What the exercise asks: Can you return, word for word, the stretch of the passage below on ICT third-party risk and information sharing from "- Tactics, techniques, and" through "analysis centers (ISACs)"?

Text section:
Exit Strategies (Article 28(8))
For critical or important functions, entities must:
- Develop exit strategies that are comprehensive, documented, and tested
- Ensure sufficient transition arrangements that avoid disruption or degradation of services
- Consider alternative solutions and transition plans
- Enable recovery of data and applications
Oversight Framework for Critical ICT Third-Party Providers (Articles 31–44)
The ESAs designate CTPPs and assign a Lead Overseer. The oversight framework includes:
- Direct supervision powers over CTPPs
- On-site inspections of CTPPs
- Power to request information and issue recommendations
- Annual oversight plans
- CTPPs must cooperate with the Lead Overseer
- Non-compliance may result in periodic penalty payments
Concentration Risk (Article 29)
Entities must:
- Identify and assess risks arising from concentrating ICT service arrangements on a single provider
- Assess whether planned ICT outsourcing leads to material concentration risk
- Consider the substitutability of the ICT third-party provider
- Develop multi-vendor strategies where appropriate
Pillar 5: Information Sharing (Chapter VI, Article 45)
Voluntary Cyber Threat Intelligence Sharing
Financial entities may exchange amongst themselves cyber threat intelligence information including:
- Indicators of compromise (IoCs)
- Tactics, techniques, and procedures (TTPs)
- Cybersecurity alerts and configuration tools
- Tools and methods for detecting cyberattacks
Requirements for Sharing Arrangements
- Sharing must aim to enhance digital operational resilience
- Must be within trusted communities of financial entities
- Arrangements must respect business confidentiality and data protection
- Must protect personal data in accordance with GDPR
- Sharing may be enabled through information sharing and analysis centers (ISACs)
Notification Requirements
Entities must notify competent authorities of their participation in information-sharing arrangements.

Object position labeling entries:
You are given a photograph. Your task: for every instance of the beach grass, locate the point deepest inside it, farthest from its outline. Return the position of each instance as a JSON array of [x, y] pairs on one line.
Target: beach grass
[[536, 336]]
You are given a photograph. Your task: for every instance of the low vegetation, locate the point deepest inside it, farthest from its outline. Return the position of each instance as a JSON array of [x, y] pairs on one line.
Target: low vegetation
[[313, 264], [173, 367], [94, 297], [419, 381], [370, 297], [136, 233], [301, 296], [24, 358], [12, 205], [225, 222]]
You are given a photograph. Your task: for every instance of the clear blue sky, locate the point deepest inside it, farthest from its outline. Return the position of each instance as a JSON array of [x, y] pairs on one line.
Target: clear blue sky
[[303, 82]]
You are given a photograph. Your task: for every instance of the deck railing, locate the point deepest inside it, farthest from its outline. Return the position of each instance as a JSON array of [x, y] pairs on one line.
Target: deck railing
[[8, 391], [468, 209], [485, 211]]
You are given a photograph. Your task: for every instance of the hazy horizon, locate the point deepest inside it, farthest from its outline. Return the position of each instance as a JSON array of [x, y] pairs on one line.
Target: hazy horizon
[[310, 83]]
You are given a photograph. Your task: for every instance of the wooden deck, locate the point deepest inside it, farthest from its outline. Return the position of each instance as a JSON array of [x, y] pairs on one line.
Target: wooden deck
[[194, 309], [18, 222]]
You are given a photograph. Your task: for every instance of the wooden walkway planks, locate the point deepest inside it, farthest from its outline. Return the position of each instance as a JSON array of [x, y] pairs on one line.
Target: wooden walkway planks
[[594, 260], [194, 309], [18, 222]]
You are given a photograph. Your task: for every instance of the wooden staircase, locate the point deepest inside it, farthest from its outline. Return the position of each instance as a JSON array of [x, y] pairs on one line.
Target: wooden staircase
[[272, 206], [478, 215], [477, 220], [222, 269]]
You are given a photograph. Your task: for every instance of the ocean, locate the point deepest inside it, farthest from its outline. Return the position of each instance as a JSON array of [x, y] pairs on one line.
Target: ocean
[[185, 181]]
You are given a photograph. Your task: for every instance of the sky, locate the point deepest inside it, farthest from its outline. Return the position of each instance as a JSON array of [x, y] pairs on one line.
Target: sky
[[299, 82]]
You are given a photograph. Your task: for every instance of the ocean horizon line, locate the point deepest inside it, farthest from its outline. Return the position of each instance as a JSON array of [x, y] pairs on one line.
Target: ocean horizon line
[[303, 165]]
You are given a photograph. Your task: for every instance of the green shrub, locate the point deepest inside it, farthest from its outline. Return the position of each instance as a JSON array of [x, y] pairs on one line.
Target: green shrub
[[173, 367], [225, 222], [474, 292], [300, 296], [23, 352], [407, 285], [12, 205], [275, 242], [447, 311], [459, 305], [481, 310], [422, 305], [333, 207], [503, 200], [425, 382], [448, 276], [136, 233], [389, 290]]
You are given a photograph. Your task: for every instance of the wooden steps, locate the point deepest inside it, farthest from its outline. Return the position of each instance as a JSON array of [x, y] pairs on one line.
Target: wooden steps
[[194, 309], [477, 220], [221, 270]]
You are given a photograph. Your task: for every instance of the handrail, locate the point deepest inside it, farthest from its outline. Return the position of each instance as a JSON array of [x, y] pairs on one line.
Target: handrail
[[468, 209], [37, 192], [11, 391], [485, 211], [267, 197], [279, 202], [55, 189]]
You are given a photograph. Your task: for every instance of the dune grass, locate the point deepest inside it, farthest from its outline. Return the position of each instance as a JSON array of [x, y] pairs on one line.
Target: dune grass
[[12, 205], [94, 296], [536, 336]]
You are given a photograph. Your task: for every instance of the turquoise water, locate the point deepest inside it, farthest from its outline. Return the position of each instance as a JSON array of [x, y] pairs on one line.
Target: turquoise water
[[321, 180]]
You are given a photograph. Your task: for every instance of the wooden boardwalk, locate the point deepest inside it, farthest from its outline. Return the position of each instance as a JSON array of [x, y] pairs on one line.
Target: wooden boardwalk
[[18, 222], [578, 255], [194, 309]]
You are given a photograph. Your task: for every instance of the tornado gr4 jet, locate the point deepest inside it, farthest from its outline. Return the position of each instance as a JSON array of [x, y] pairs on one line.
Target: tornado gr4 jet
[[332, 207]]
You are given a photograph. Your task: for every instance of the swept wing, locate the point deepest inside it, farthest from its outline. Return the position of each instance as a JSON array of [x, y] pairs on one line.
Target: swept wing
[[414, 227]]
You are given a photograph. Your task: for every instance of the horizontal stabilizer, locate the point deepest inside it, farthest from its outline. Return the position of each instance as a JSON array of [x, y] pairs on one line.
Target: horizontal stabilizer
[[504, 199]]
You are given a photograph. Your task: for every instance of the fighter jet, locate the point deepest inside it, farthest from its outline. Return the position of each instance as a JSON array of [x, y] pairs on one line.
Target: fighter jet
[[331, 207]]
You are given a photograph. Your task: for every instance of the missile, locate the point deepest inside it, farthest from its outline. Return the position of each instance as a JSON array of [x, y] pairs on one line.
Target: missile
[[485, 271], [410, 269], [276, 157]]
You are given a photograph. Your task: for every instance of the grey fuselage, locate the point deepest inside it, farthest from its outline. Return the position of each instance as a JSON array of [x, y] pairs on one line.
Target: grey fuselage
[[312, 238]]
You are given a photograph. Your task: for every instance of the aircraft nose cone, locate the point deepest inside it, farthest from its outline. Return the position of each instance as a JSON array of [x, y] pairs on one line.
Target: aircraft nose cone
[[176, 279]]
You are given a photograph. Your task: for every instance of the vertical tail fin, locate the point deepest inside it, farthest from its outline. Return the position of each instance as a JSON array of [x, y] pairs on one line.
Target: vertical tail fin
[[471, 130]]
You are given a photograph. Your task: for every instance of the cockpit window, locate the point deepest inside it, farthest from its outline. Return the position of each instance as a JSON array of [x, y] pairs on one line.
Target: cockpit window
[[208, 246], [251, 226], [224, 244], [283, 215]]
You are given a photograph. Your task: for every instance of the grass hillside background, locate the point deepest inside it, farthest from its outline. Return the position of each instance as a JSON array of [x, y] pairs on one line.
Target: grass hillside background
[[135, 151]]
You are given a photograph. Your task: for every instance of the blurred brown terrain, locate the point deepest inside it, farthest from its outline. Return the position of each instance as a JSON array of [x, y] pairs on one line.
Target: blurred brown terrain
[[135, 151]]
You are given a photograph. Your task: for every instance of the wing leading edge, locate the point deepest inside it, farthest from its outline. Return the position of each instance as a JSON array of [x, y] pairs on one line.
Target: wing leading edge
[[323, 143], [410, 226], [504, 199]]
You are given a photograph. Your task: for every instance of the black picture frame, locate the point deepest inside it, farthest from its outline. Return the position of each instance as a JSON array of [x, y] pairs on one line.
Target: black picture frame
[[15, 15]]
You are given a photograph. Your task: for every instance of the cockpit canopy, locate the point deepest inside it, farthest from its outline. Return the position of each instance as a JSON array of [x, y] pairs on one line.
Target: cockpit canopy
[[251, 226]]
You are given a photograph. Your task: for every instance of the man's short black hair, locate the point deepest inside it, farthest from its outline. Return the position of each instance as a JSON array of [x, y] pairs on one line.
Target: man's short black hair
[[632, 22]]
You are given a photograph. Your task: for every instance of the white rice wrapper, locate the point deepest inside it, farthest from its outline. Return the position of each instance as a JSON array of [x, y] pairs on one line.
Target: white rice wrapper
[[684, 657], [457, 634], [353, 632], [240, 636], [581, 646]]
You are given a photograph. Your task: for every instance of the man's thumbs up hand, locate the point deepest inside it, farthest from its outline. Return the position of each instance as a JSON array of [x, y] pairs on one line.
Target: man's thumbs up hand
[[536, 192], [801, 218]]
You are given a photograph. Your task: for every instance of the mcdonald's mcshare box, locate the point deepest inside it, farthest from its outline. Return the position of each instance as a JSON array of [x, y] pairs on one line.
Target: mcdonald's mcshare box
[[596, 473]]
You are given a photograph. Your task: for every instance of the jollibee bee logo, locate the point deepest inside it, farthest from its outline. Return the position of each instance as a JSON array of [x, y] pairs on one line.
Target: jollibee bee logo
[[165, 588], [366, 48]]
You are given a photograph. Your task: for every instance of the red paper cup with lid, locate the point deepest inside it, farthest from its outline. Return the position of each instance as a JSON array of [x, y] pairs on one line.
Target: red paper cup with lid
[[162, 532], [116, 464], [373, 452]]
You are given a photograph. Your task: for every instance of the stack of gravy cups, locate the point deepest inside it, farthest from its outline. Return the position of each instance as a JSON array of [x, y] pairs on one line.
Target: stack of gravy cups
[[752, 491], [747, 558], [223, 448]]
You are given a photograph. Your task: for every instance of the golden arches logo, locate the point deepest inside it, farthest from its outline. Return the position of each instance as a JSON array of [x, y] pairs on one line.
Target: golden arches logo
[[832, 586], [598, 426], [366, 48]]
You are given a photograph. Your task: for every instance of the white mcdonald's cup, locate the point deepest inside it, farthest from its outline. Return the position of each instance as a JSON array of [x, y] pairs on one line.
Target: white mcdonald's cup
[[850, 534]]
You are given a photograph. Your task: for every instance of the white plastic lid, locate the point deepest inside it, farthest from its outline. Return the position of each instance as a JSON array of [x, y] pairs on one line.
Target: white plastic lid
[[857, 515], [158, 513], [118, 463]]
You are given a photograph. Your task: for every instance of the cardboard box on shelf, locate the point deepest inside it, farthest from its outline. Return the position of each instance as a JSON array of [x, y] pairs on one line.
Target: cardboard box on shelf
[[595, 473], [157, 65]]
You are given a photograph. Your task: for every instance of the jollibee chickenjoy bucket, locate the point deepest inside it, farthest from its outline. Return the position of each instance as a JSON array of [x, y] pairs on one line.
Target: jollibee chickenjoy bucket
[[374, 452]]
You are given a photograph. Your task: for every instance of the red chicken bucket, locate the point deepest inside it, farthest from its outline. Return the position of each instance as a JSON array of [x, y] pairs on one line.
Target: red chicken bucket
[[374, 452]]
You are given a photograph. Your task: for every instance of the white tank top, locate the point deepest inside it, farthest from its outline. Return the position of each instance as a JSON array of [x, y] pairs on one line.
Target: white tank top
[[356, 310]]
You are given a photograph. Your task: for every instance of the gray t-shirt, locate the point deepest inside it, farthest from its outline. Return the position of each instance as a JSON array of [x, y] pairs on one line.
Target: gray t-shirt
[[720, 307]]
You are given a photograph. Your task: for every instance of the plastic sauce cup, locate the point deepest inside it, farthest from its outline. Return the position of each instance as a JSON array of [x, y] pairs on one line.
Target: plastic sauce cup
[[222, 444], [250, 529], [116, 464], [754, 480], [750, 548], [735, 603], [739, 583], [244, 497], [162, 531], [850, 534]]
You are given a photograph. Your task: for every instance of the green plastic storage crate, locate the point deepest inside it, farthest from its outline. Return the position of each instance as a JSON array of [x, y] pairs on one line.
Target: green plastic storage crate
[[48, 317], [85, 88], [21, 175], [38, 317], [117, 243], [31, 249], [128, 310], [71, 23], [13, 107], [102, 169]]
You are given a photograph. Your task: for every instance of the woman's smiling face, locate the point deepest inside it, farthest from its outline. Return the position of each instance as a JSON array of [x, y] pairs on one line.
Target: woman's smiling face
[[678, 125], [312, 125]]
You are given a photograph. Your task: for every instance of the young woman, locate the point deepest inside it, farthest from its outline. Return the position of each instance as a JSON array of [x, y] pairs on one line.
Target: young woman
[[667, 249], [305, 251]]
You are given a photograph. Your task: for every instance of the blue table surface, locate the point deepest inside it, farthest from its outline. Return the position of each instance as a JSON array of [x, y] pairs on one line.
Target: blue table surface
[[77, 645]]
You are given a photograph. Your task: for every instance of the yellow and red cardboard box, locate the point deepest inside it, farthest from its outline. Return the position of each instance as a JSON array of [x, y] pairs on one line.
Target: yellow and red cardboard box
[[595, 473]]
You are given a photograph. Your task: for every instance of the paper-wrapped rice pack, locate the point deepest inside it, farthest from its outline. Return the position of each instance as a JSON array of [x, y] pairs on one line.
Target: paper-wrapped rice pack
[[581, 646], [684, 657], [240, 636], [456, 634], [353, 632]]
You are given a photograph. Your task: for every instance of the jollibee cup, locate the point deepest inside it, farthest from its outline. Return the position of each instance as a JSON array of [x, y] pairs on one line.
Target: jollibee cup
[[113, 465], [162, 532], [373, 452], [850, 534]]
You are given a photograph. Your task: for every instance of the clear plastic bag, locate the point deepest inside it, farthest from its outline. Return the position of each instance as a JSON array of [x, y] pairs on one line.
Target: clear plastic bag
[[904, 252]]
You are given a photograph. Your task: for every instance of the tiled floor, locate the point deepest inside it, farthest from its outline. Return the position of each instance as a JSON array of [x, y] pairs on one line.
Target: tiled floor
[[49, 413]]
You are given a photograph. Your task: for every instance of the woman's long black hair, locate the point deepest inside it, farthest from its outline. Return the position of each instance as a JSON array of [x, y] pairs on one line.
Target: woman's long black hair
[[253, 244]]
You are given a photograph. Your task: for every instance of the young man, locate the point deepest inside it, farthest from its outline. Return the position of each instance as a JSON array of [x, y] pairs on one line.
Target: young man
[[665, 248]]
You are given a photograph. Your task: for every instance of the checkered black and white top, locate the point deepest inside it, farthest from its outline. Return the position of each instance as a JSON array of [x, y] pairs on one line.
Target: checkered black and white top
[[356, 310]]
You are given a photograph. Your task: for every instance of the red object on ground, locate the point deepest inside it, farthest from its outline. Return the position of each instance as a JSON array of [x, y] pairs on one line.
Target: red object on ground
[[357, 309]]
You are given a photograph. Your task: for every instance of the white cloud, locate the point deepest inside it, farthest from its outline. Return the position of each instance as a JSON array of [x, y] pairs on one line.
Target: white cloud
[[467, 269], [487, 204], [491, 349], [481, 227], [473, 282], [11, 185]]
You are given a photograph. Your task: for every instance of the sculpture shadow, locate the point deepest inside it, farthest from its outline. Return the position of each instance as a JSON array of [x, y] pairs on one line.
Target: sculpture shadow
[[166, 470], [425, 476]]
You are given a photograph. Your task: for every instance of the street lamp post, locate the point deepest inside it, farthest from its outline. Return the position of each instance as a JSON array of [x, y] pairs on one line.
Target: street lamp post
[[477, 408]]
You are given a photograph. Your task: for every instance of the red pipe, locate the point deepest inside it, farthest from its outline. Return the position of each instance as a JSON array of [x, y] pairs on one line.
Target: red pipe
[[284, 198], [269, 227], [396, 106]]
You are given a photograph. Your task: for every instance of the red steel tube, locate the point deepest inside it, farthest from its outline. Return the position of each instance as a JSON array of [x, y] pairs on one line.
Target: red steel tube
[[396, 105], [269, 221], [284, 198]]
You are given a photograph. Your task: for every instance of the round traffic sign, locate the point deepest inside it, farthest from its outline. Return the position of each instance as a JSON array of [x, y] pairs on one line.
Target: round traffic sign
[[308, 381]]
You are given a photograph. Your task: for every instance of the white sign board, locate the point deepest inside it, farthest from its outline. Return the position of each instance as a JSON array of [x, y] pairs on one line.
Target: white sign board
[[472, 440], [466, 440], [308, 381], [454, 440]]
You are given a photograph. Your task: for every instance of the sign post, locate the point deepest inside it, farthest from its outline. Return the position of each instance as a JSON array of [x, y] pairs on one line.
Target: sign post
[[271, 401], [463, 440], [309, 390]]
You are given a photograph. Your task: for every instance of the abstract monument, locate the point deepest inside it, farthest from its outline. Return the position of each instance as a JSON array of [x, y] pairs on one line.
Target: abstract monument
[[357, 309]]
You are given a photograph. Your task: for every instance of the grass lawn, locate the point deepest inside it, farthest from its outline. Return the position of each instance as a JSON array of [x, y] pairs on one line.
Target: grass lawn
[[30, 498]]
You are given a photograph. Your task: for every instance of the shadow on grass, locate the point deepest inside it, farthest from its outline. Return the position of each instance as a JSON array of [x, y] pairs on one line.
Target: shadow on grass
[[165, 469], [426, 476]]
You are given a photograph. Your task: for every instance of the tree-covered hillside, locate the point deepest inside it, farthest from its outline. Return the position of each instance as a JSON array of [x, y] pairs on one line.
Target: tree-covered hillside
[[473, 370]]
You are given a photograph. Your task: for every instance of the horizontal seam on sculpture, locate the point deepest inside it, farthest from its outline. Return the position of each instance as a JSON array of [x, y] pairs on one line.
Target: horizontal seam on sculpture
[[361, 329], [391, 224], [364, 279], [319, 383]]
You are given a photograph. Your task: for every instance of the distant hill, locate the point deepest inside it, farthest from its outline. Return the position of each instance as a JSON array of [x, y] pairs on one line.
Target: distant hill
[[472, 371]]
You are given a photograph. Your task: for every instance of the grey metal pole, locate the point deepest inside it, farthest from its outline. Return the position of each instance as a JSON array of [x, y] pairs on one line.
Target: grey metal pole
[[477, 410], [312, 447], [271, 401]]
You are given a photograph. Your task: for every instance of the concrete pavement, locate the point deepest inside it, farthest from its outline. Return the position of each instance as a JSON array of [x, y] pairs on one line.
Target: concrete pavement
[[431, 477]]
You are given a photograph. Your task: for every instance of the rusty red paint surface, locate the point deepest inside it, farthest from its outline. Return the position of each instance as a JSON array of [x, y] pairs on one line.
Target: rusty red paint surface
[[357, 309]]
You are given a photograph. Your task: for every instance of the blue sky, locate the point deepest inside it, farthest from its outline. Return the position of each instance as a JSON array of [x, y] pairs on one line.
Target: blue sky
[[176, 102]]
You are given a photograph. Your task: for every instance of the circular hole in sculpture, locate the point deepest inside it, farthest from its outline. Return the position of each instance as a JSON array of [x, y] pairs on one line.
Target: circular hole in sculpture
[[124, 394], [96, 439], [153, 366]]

Written solution:
- Tactics, techniques, and procedures (TTPs)
- Cybersecurity alerts and configuration tools
- Tools and methods for detecting cyberattacks
Requirements for Sharing Arrangements
- Sharing must aim to enhance digital operational resilience
- Must be within trusted communities of financial entities
- Arrangements must respect business confidentiality and data protection
- Must protect personal data in accordance with GDPR
- Sharing may be enabled through information sharing and analysis centers (ISACs)